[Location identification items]

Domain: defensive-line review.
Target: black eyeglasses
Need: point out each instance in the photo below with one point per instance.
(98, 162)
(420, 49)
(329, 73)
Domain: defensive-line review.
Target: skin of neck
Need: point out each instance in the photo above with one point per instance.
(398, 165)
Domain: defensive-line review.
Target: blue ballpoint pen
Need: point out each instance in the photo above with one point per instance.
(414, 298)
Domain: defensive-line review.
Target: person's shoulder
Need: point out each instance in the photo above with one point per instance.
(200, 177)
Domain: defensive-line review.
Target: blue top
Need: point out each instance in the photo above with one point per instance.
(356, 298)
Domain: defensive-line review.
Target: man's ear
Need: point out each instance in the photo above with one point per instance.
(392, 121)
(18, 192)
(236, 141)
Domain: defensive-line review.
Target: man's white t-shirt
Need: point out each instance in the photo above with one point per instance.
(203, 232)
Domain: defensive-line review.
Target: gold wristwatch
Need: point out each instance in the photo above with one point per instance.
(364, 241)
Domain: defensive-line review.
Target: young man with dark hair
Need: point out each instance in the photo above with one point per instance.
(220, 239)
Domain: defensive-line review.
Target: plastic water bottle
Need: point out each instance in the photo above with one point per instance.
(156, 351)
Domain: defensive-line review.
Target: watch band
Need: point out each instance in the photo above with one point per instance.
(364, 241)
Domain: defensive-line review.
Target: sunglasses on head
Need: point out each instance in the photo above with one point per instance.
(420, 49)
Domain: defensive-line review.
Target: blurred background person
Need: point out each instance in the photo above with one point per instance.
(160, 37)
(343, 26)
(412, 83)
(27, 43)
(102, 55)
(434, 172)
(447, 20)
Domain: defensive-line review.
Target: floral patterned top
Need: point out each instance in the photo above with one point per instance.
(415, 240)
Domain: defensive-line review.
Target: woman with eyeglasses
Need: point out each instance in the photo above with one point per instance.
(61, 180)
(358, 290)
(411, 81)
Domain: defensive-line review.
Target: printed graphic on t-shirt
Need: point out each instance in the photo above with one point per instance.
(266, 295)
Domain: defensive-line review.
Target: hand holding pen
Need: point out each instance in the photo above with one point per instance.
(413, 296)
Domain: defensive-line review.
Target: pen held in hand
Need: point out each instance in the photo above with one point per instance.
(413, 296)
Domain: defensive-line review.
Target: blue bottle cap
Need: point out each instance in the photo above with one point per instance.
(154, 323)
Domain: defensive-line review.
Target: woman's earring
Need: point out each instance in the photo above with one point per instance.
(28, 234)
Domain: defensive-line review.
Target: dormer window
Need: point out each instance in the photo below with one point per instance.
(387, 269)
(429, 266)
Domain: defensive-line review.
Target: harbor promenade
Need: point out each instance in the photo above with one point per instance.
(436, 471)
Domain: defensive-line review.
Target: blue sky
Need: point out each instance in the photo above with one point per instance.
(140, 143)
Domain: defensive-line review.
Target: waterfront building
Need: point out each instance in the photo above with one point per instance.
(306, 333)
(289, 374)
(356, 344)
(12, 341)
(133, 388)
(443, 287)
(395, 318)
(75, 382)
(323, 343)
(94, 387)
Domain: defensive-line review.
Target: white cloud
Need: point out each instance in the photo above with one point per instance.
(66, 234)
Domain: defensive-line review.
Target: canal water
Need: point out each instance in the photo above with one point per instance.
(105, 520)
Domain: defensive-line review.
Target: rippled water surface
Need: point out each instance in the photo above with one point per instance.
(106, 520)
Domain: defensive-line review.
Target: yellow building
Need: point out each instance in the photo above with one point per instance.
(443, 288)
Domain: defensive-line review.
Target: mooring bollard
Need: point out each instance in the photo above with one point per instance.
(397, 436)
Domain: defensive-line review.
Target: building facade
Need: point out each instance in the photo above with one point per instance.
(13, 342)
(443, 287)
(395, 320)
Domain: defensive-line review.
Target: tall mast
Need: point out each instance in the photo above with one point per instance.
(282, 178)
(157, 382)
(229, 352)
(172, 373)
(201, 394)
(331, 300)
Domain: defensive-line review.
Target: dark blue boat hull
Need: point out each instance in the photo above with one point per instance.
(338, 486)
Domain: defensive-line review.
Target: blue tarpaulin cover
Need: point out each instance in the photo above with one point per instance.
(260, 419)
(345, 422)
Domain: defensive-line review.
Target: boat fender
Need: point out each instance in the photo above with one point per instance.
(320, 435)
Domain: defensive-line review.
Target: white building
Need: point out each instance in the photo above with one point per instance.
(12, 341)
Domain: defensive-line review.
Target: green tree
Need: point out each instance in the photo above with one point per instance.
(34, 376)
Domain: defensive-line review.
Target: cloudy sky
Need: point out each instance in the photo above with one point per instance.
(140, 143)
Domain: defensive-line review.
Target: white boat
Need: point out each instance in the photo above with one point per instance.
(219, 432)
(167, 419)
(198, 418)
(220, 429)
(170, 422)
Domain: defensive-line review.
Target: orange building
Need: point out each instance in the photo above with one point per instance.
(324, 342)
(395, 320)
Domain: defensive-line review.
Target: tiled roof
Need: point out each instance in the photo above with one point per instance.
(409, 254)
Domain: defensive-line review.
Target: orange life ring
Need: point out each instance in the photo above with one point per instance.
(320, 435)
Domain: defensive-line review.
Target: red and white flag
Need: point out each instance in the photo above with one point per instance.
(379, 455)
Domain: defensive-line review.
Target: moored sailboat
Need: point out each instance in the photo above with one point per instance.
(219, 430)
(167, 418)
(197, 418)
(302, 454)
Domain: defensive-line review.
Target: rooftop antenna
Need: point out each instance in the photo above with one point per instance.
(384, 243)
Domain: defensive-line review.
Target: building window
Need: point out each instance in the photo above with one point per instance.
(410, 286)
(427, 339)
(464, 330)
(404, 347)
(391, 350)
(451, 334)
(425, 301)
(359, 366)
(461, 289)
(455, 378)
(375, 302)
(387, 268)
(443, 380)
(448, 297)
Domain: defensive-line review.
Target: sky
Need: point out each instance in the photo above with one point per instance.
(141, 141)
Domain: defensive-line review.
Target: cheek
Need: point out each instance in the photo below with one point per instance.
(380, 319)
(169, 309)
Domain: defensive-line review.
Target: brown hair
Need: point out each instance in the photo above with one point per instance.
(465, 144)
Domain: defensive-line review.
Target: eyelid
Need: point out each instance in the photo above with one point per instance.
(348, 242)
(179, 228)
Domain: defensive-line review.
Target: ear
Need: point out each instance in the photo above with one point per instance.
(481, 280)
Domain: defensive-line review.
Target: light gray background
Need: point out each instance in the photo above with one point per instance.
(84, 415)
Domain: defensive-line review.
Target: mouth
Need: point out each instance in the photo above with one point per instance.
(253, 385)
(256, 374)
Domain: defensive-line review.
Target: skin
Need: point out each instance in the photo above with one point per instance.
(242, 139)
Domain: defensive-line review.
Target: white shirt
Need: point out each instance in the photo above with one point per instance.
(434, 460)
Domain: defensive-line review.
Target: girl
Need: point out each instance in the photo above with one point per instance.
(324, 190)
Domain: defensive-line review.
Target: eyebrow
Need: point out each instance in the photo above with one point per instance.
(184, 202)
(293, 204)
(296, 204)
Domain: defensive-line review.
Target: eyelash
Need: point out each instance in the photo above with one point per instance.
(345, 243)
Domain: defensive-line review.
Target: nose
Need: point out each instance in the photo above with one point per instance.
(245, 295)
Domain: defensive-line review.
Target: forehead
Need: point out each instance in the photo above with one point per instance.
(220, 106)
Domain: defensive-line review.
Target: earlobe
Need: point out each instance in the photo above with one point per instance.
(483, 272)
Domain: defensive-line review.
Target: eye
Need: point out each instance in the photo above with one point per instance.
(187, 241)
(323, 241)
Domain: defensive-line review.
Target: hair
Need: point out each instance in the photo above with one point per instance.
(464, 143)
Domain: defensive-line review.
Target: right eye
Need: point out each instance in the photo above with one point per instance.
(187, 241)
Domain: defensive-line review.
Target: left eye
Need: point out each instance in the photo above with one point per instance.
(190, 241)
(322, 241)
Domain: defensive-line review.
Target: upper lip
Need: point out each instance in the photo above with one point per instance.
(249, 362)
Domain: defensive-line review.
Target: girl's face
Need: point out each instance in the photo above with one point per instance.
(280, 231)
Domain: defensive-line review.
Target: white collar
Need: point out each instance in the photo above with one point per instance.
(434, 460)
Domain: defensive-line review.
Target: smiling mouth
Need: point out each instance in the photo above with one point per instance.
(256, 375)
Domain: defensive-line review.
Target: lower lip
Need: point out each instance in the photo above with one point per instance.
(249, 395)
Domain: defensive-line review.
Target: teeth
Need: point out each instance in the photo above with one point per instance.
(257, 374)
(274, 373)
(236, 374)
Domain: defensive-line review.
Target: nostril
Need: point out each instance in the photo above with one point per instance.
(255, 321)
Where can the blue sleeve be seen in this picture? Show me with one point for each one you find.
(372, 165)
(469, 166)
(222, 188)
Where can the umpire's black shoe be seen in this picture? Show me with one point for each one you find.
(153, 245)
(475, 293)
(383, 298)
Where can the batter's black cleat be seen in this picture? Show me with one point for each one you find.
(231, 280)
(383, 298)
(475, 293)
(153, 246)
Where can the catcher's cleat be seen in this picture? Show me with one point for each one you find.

* _Directive_:
Add 75 to every coordinate in the answers, starting with the line containing "Where can the umpire's" and going on through the end of the data. Write out all of those lines again, including the requests, with only the coordinates changed.

* _Exercise result_:
Where can the umpire's black shoe be seen in this picture? Show me with one point for each one you find.
(228, 320)
(550, 368)
(458, 373)
Where can the batter's black cleat be seen in this picture? Show me with one point for each one you find.
(306, 355)
(458, 373)
(550, 368)
(228, 321)
Where can the catcher's cleat be seen in this picture? Show me with one point for each one you find.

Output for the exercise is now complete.